* Problem statement: Copy out the data below word for word, starting at the line that contains "Mark a point on every instance of the ear, with" and ending with the final line of the data, both included.

* Records supplied:
- - - -

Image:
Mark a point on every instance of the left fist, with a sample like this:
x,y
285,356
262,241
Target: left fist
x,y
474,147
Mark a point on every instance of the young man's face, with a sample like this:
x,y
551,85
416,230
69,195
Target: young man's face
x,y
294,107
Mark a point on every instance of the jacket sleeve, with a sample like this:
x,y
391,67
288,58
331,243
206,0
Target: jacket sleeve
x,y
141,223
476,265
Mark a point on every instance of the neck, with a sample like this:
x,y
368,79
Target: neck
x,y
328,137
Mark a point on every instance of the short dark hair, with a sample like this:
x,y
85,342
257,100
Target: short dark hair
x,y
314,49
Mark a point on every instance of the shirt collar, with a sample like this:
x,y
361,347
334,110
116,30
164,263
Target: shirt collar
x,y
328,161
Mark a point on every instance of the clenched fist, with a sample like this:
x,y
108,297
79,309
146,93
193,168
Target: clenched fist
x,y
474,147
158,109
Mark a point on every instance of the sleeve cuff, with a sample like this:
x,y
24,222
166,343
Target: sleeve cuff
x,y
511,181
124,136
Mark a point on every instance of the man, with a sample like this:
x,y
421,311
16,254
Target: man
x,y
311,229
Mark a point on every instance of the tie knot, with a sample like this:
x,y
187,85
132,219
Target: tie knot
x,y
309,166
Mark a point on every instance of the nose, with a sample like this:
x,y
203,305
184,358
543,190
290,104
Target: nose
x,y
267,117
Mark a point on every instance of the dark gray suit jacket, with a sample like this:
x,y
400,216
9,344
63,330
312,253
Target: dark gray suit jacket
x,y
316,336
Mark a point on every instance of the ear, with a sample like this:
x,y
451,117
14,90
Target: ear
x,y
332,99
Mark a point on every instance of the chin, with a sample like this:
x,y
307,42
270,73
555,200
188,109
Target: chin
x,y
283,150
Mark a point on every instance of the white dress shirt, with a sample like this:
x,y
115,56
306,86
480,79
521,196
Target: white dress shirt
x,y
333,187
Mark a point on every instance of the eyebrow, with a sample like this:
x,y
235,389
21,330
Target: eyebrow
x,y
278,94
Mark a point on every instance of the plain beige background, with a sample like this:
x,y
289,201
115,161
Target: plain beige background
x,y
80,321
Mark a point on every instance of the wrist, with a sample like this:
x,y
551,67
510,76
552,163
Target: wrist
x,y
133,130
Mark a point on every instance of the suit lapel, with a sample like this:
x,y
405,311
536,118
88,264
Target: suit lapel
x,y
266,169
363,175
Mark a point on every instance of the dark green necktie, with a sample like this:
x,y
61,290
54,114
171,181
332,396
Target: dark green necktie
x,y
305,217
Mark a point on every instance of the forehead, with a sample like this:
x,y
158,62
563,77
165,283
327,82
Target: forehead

- - - -

* Result of the task:
Mark a point on every instance of the ear, with a sample like this:
x,y
451,117
14,90
Target: ear
x,y
332,99
Mark a point on every instance of the chin, with a sample like this:
x,y
307,42
270,73
555,200
188,109
Target: chin
x,y
283,150
Mark a point on every instance of the white dress shirt, with a sample like this:
x,y
115,56
306,86
480,79
521,196
Target: white dress shirt
x,y
333,187
Mark a point on every instance of the eyebrow, with a sample like this:
x,y
235,389
21,330
Target: eyebrow
x,y
278,94
Mark a point on every instance of the plain beige background, with a sample like this:
x,y
289,201
115,161
Target: plain beige background
x,y
80,321
Mark a point on every instance of the wrist, with a sample like this:
x,y
551,67
510,76
552,163
Target: wrist
x,y
133,130
Mark a point on every instance of the suit lapel, with a sample like this:
x,y
405,311
536,118
88,264
Target: suit lapel
x,y
266,169
363,175
Mark a point on every instance of the dark green necktie, with a sample like this:
x,y
61,290
54,114
171,181
332,396
Target: dark green necktie
x,y
305,217
Mark a point on every instance of the forehead, with a sample like this:
x,y
158,62
563,77
165,283
327,82
Target: forehead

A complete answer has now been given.